[Natural language region descriptions]
◆ ◆ ◆

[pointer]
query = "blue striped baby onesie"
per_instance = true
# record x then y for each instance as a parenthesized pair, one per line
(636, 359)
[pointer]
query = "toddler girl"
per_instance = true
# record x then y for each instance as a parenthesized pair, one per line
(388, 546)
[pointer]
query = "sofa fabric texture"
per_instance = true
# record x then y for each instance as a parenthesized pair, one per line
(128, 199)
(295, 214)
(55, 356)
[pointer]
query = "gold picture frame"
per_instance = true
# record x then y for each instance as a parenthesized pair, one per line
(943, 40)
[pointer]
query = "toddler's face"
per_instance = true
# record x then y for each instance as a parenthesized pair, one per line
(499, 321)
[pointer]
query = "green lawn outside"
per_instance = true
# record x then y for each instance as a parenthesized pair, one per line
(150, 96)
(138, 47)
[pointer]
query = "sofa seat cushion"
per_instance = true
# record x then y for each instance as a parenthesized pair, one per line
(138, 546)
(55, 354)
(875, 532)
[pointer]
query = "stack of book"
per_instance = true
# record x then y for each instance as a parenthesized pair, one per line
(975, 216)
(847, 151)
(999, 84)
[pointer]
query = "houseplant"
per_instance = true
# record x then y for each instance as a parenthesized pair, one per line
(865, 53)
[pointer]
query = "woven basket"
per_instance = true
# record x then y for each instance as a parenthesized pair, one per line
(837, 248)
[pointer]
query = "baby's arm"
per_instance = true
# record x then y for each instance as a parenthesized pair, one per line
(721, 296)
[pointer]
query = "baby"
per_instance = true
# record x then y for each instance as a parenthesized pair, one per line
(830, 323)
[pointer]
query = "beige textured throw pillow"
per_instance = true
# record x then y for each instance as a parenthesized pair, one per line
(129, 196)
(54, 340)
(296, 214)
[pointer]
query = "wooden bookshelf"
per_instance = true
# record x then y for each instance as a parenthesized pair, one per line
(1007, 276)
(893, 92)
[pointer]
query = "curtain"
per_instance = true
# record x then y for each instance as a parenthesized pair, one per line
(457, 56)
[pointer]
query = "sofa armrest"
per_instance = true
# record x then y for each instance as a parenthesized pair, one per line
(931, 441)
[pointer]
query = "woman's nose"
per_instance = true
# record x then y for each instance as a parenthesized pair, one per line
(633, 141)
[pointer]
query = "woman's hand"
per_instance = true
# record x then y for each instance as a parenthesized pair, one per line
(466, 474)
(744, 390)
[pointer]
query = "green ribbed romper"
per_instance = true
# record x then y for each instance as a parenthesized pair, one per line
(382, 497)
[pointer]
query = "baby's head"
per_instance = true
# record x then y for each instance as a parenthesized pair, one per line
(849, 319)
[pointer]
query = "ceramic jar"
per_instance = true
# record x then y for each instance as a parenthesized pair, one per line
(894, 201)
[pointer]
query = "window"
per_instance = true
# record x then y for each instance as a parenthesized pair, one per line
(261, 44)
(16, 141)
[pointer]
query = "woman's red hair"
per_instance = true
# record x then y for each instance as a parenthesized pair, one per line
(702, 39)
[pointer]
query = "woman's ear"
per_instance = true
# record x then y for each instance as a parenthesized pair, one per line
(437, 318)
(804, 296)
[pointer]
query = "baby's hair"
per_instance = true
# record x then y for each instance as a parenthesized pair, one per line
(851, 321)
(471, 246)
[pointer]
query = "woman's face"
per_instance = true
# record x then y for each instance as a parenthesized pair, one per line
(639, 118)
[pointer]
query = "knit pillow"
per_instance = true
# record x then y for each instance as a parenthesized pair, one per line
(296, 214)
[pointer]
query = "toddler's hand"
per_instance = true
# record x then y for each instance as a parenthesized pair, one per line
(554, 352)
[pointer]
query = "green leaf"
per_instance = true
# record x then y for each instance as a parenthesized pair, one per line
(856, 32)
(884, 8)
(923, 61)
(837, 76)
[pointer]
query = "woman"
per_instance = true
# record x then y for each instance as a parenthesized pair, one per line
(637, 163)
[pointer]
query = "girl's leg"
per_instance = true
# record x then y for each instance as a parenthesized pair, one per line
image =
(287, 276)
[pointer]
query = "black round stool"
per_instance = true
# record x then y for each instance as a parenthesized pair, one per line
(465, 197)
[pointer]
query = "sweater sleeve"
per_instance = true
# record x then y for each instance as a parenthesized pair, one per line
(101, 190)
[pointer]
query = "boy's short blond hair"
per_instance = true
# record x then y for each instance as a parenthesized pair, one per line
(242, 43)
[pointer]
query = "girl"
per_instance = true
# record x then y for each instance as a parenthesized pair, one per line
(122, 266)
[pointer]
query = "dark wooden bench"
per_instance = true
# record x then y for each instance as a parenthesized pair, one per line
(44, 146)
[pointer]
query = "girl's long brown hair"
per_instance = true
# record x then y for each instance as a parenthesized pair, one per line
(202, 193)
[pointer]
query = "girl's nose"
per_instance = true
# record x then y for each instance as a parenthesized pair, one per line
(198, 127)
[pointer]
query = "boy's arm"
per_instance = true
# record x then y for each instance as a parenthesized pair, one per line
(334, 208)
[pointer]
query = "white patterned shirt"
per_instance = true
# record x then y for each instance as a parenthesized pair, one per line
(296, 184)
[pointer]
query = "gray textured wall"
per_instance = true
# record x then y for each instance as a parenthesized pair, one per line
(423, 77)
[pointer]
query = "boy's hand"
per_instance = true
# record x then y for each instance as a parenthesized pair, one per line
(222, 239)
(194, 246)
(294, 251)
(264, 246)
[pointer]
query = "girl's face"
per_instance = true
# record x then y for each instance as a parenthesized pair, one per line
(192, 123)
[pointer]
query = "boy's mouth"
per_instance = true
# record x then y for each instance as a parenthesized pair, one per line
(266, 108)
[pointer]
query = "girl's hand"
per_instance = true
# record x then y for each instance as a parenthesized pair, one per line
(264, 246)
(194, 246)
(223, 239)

◆ ◆ ◆

● **Task requirements**: Looking at the entries, work out how many lines hold the word "pillow". Give the number and nothing else.

● **Final answer**: 2